## [QUELLENAUSZUG]
★ ★ ★ ★
Mit einer Gedenktafel die Erinnerung an Martin Katschker wach halten

An diese Ereignisse soll künftig eine Gedenktafel auf dem Blätzleplatz erinnern. Der Konstanzer Gemeinderat hat in seiner jüngsten Sitzung einen entsprechenden Antrag gutgeheißen, der von Freier Grüner Liste (FGL), Linker Liste (LLK), SPD, FDP und Jungem Forum (JFK) eingereicht worden war.

Der Tatort: Der Blätzleplatz liegt heute direkt neben dem Konstanzer Karstadt (damals noch Hertie).
Der Tatort: Der Blätzleplatz liegt heute direkt neben dem Konstanzer Karstadt (damals noch Hertie). | Bild: Lukas Ondreka

Zugleich wurden Tobias Engelsing, Direktor der städtischen Museen, und Stadtarchivleiter Jürgen Klöckler damit beauftragt, einen Text für die künftige Gedenktafel auszuarbeiten. Klöckler hatte auch ein Gutachten verfasst, das als Grundlage für die jetzige Entscheidung des Rats dienen sollte.
★ ★ ★ ★
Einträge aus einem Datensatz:
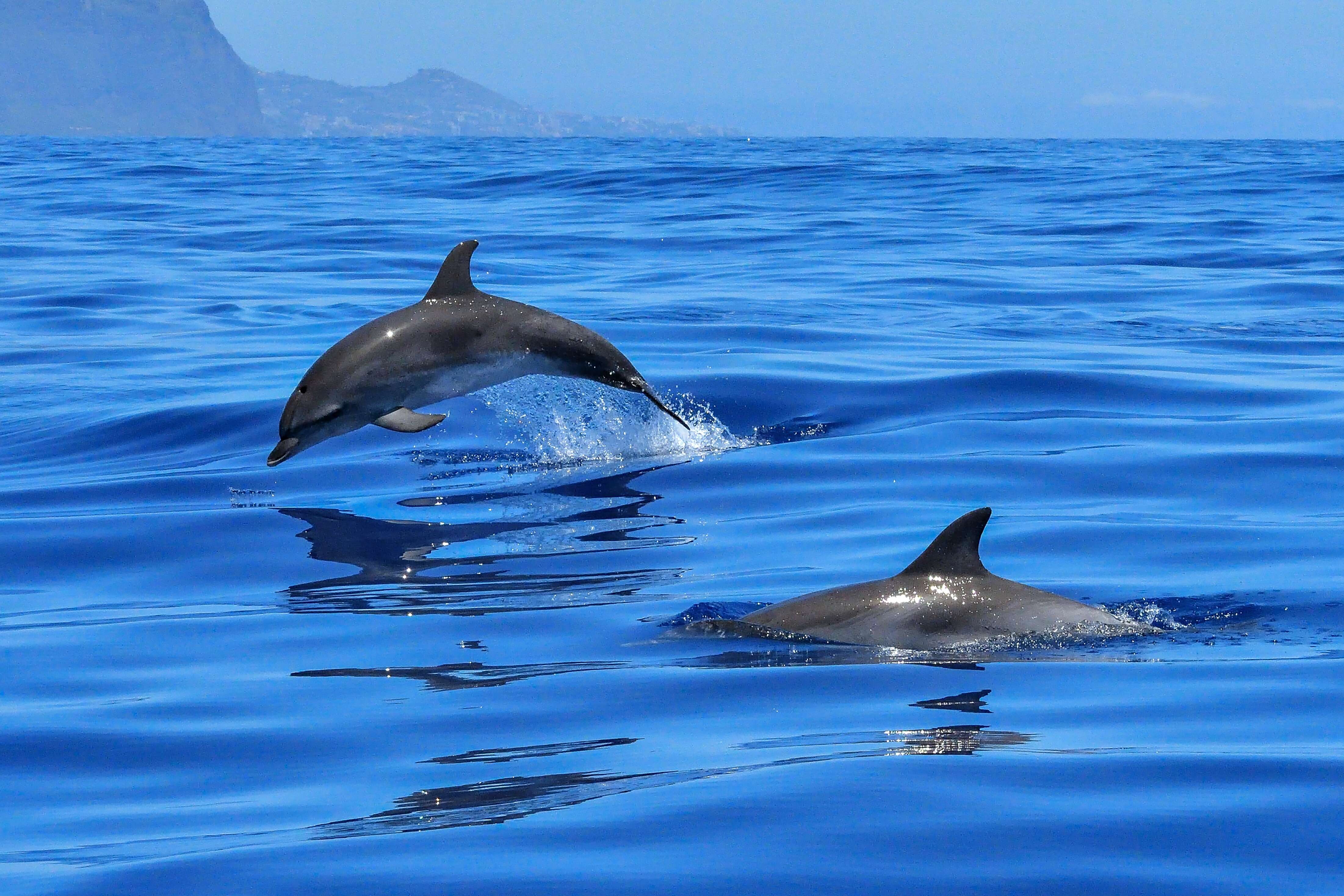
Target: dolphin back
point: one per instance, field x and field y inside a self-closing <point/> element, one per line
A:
<point x="945" y="598"/>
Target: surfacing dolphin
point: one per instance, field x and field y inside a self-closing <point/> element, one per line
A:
<point x="453" y="342"/>
<point x="945" y="598"/>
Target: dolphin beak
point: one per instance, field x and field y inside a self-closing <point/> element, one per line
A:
<point x="663" y="407"/>
<point x="283" y="450"/>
★ ★ ★ ★
## [AUFGABEN]
(a) Wen beauftragte der Gemeinderat laut dem Artikel zur Gedenktafel für Martin Katschker, den Text für die Tafel auszuarbeiten?
(b) Gib aus dem Artikel zur Gedenktafel für Martin Katschker den Abschnitt wortgetreu wieder, beginnend mit „Zugleich wurden Tobias“ und fortlaufend bis einschließlich „Rats dienen sollte.“.
(c) Führe den Artikel zur Gedenktafel für Martin Katschker im Anschluss an seinen letzten Satz weiter.

## [ERGEBNISSE JE AUFGABE]
(a) Tobias Engelsing, den Direktor der städtischen Museen, und Stadtarchivleiter Jürgen Klöckler.

(b)
Zugleich wurden Tobias Engelsing, Direktor der städtischen Museen, und Stadtarchivleiter Jürgen Klöckler damit beauftragt, einen Text für die künftige Gedenktafel auszuarbeiten. Klöckler hatte auch ein Gutachten verfasst, das als Grundlage für die jetzige Entscheidung des Rats dienen sollte.

(c)
Darin beleuchtet der Stadtarchivar unter anderem die Lebensläufe von Täter und Opfer, den Hergang der Tat und deren juristische Aufarbeitung, aber auch die damals vorherrschende gesellschaftliche Stimmung sowie mögliche Versäumnisse der Stadtverwaltung. Das komplette Gutachten ist hier für alle einsehbar.

Befürworter der Gedenktafel wollen daran erinnern, wozu Hetze führen kann

Dass nicht alle dieselben Schlüsse aus dem Gutachten ziehen, zeigten die Einlassungen einiger Gemeinderäte.

So hoben Stimmen von LLK, FGL, JFK oder SPD das im Gutachten konstatierte Verwaltungsversagen im Vorfeld der Tat hervor oder betonten, dass daran erinnert werden müsse, welche Folgen eine aufgeheizte Stimmung und die Hetze gegen eine bestimmte Gruppe von Menschen haben können.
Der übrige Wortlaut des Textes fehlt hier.